Prompt: Copy out the final stretch of the listing: the line that contains "of the dark" and all lines after it, exactly as they appear.
— Begin Task input —
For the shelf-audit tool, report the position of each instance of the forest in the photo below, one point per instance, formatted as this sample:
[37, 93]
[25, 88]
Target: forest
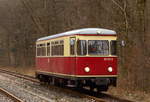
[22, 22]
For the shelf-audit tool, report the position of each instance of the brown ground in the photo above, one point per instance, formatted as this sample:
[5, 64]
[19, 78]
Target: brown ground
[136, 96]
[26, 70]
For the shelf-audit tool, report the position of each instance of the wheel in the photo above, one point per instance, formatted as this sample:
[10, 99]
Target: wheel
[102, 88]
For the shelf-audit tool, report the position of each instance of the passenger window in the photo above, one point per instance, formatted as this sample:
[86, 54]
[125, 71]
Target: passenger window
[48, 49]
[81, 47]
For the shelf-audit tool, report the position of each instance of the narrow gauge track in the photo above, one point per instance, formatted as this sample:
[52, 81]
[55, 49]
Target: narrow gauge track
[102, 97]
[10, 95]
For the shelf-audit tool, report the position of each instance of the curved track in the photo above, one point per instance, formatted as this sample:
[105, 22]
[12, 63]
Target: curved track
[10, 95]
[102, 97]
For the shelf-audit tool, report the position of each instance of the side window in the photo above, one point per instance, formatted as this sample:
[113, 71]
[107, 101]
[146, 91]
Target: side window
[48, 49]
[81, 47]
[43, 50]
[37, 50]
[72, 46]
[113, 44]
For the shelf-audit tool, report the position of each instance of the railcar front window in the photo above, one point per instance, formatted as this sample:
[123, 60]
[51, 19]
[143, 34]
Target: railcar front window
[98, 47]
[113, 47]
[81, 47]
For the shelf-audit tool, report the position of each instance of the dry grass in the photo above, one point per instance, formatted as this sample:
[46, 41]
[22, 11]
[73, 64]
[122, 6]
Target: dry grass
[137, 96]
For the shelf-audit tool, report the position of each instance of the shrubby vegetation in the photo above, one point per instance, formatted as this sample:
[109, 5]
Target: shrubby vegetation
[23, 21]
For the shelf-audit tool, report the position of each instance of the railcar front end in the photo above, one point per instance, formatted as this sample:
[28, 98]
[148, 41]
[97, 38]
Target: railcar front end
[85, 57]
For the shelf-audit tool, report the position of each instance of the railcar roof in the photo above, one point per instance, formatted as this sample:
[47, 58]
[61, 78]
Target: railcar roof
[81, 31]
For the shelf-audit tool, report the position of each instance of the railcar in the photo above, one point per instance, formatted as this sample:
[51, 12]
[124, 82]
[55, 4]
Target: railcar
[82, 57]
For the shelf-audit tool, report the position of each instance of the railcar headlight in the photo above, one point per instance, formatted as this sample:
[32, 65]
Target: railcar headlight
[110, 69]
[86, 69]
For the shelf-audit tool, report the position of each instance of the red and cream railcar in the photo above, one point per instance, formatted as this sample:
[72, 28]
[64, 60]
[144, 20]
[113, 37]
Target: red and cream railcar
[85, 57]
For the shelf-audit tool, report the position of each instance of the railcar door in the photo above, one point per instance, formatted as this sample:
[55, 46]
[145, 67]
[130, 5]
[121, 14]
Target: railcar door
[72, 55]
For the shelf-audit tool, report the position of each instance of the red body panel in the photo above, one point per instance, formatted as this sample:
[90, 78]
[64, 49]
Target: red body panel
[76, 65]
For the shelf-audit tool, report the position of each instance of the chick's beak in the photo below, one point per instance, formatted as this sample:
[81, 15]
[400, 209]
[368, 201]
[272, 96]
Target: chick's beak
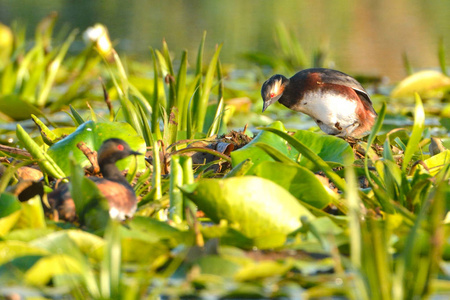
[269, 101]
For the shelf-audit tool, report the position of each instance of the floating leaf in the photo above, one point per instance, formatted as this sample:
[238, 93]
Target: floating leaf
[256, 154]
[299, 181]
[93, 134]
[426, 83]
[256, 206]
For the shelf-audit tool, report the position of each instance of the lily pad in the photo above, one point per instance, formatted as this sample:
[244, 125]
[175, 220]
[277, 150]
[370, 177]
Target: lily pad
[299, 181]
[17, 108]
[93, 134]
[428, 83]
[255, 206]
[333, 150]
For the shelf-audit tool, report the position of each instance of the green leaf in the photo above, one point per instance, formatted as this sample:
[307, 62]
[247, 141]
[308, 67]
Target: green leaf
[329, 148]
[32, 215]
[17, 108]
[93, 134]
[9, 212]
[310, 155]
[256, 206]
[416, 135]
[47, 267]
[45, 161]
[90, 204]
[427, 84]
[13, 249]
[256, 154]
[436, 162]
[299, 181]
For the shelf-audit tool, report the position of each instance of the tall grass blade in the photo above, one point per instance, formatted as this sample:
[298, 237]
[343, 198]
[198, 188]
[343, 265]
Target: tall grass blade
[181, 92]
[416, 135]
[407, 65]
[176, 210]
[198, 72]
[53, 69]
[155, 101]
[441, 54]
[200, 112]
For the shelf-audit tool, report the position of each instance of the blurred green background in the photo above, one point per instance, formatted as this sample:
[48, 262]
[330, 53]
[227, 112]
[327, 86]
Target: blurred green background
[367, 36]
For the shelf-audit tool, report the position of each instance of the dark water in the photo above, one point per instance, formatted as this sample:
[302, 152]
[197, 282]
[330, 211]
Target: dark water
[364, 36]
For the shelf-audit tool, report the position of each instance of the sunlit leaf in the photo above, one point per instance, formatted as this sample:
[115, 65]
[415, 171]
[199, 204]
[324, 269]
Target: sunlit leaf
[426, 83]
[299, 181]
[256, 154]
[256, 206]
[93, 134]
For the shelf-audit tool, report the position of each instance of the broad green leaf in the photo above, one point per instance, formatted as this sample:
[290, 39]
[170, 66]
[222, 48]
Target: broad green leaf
— End Task input —
Solution for this problem:
For the shelf-audit tool, report the position of each instance of the dark water in the photo above, one point per instance, formatted as this sample:
[302, 152]
[197, 282]
[330, 211]
Target: dark water
[364, 36]
For the shelf-audit tool, report the position of each instance of the sunlit leaf in the photo above, one point per instance, formatted as this sample:
[115, 65]
[415, 171]
[199, 204]
[324, 269]
Target: sunlit leaf
[426, 83]
[299, 181]
[256, 154]
[256, 206]
[93, 134]
For the shelf-audit tool, report the position of each instance of the broad green leaf in the photo above, one point per instance, formatted as this sample:
[290, 39]
[170, 66]
[222, 48]
Target: broad green leaf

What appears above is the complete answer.